> WHAT TO PRODUCE
Select the lines of the records containing the word "yellow" and list them.

Stored data entries
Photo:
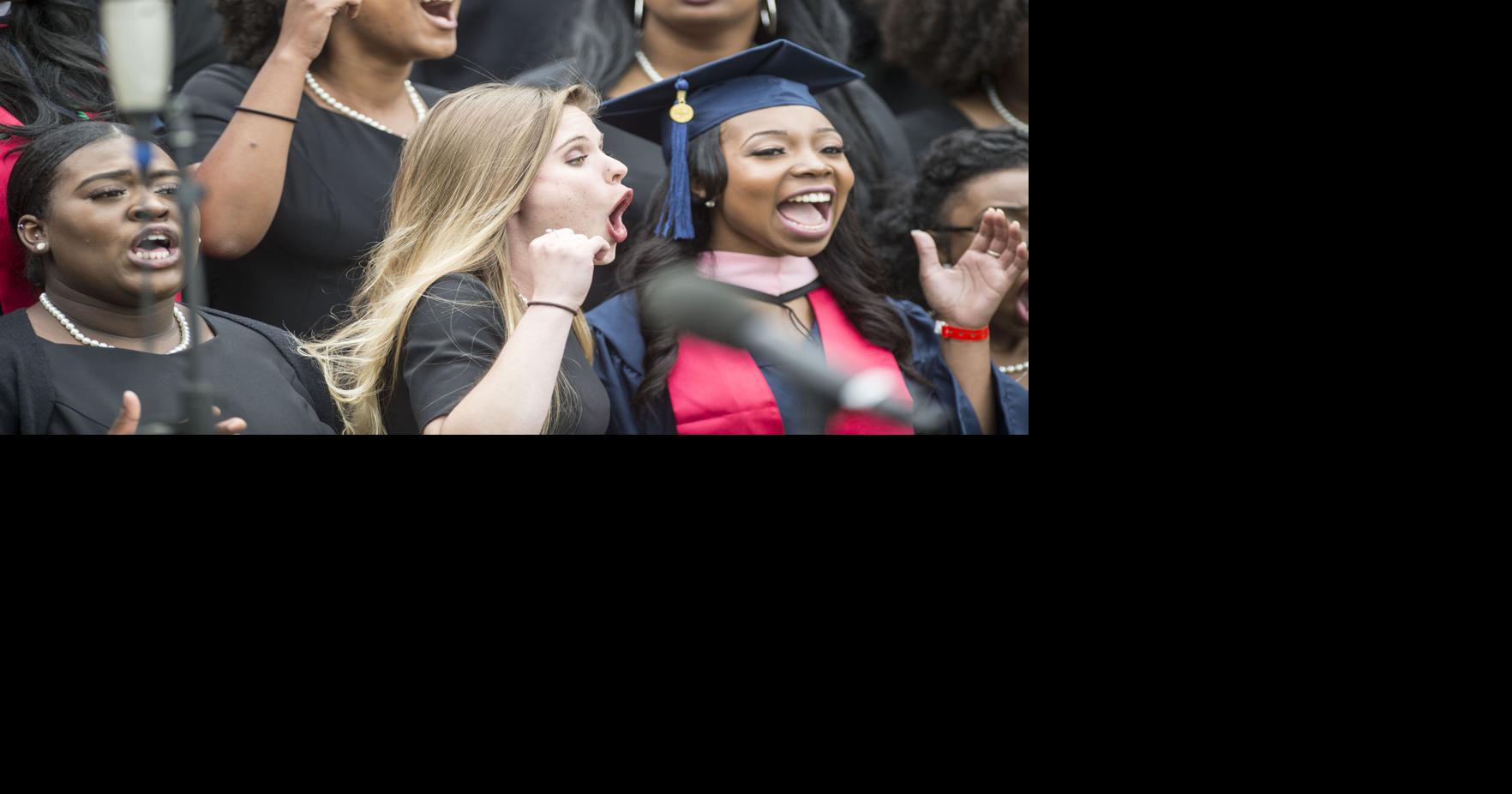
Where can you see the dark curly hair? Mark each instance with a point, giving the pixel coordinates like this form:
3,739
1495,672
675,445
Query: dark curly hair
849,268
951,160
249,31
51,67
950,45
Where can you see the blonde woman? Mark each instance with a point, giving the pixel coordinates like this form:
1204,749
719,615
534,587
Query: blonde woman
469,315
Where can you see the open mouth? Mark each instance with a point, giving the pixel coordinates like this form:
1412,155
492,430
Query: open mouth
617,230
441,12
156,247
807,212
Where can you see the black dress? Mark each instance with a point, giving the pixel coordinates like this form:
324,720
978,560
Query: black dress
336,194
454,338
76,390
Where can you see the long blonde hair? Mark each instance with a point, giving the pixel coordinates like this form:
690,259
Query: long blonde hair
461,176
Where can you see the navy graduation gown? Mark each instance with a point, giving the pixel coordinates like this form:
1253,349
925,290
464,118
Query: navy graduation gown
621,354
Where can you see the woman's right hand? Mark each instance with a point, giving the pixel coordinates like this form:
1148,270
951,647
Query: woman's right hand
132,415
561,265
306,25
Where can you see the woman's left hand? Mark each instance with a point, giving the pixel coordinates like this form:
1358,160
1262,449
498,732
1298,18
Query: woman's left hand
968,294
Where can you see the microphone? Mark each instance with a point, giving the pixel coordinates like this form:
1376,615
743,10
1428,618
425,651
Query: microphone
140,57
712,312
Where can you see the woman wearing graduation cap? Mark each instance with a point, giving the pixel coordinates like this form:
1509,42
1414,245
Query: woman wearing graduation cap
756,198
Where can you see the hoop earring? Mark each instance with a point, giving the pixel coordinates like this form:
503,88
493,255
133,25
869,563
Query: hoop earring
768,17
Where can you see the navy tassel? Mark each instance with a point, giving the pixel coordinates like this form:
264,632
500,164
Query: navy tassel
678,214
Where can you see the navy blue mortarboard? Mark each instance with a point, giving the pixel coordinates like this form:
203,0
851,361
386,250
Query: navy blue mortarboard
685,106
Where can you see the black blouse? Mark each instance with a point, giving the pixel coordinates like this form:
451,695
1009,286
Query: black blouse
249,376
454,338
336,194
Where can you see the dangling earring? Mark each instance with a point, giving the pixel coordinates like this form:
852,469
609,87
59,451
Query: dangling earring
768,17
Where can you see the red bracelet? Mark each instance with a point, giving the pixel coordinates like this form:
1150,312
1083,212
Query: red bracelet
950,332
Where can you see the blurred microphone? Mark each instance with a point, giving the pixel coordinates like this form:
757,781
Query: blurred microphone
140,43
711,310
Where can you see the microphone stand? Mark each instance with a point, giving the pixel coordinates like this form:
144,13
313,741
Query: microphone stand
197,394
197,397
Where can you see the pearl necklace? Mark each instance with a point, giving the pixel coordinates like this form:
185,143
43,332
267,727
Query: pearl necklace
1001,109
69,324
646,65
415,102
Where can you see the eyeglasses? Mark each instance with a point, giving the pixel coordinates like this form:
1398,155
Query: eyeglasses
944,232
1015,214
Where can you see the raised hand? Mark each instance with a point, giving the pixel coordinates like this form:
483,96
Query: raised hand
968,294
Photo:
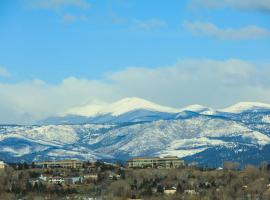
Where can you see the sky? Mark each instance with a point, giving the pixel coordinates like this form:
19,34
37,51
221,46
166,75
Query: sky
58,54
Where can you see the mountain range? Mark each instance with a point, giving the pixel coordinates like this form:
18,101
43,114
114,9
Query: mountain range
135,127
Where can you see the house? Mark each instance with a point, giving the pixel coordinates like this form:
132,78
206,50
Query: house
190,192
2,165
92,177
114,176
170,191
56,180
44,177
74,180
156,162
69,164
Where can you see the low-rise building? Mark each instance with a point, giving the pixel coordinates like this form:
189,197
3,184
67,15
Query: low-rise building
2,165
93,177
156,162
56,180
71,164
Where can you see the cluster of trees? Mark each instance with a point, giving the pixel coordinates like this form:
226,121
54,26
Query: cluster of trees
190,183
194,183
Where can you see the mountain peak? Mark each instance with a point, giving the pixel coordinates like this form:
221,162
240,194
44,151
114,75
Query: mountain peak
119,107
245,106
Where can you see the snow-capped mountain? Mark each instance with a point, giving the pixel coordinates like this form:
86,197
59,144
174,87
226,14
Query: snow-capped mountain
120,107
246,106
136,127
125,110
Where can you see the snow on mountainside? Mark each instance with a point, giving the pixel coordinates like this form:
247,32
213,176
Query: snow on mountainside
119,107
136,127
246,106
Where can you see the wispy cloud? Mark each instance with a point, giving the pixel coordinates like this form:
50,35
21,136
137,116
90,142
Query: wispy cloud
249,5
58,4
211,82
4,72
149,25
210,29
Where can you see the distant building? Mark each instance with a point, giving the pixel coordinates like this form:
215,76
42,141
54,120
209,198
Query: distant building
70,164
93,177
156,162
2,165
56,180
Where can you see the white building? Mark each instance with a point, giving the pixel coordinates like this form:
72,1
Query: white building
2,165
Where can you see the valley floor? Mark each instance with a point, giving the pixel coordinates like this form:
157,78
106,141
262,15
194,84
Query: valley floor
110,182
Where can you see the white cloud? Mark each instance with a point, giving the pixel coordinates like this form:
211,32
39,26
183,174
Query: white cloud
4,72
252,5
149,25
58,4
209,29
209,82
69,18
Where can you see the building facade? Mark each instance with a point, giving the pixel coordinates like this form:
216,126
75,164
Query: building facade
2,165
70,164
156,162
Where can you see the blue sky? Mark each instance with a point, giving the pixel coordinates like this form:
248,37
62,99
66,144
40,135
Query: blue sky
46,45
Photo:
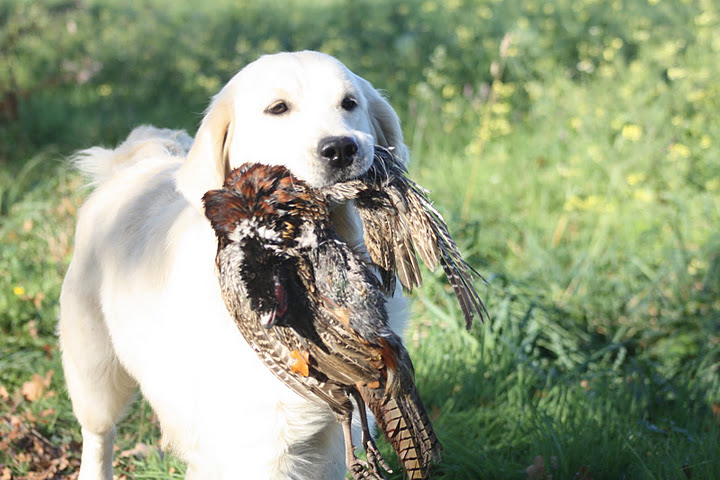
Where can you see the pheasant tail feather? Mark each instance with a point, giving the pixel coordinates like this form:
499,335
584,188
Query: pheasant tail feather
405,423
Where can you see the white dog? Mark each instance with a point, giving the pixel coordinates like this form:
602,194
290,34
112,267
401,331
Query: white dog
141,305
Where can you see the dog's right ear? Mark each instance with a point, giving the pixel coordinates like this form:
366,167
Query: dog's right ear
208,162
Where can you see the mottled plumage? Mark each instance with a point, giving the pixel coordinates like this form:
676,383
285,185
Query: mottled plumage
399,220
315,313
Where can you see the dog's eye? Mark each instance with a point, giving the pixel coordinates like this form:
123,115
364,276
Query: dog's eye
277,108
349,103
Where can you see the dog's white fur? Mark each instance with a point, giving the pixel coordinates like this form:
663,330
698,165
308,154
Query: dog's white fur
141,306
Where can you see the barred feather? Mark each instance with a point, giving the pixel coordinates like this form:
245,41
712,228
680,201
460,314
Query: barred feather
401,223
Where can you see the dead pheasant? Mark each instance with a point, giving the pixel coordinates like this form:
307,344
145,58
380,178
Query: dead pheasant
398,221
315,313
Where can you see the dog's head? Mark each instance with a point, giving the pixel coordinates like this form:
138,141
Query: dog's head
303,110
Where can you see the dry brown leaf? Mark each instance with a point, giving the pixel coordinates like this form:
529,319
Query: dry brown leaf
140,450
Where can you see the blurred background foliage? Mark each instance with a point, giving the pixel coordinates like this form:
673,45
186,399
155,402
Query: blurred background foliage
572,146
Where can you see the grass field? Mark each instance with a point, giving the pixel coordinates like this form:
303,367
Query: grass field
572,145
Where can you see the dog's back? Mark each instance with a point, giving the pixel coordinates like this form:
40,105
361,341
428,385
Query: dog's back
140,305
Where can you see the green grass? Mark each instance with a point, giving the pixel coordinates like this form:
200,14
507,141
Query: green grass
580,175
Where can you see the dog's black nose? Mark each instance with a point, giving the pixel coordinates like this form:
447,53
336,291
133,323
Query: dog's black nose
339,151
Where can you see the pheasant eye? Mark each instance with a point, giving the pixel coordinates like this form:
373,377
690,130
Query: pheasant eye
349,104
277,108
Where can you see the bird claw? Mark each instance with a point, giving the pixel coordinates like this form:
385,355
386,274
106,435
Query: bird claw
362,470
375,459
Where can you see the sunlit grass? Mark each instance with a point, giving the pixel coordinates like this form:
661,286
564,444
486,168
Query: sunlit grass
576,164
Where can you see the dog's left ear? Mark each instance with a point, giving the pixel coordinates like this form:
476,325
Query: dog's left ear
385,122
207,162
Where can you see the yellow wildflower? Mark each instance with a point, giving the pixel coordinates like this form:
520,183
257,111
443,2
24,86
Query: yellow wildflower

> EXERCISE RESPONSE
Where can you see the yellow wildflower? Mark each instance with a point, giving the pixel coordinates like this form:
Query: yellow wildflower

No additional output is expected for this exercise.